§ **Text shown**
begin

If you really want to understand why everything is so broken right now, you can't just look at the last few years or even the last couple of decades. You have to go all the way back to the late 1800s and early 1900s. I’ve been digging through historical archives, old UN documents, and comparing how networks like the BBC and Al Jazeera have reported on this over the years, and the history is basically just a massive web of broken promises.


Back in the early 1900s, the area we call Palestine was under the control of the Ottoman Empire. The population was overwhelmingly Arab, mostly Muslim, some Christian, along with a small, native Jewish population. Over in Europe, Jewish people were facing horrific, violent antisemitism. In response, a movement called Zionism started gaining traction. The core idea was that Jewish people needed their own sovereign nation to finally be safe, and because of deep historical and religious ties, they looked to Palestine. So, Zionist organizations started buying up land in Palestine from wealthy, absentee landlords. The problem was that Arab tenant farmers had been living and working on that land for generations. When the land was sold, those Arab families were suddenly evicted. That was the very first spark. You had European Jews desperately looking for a safe haven, and local Arabs getting pushed off the land they called home.

end

§ **What is asked**
(a) According to the text on early Palestinian history, why did the Zionist movement look to Palestine for a Jewish nation?
(b) Duplicate the part of the text on early Palestinian history between "If you really" and "of broken promises.", inclusive.

§ **Dataset extract**

begin

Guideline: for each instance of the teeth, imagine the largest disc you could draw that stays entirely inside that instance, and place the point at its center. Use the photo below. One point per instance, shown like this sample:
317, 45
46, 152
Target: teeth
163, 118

end

§ **Solutions**
(a) Facing horrific, violent antisemitism in Europe, the movement held that Jewish people needed their own sovereign nation to finally be safe. It looked to Palestine because of deep historical and religious ties.

(b)
If you really want to understand why everything is so broken right now, you can't just look at the last few years or even the last couple of decades. You have to go all the way back to the late 1800s and early 1900s. I’ve been digging through historical archives, old UN documents, and comparing how networks like the BBC and Al Jazeera have reported on this over the years, and the history is basically just a massive web of broken promises.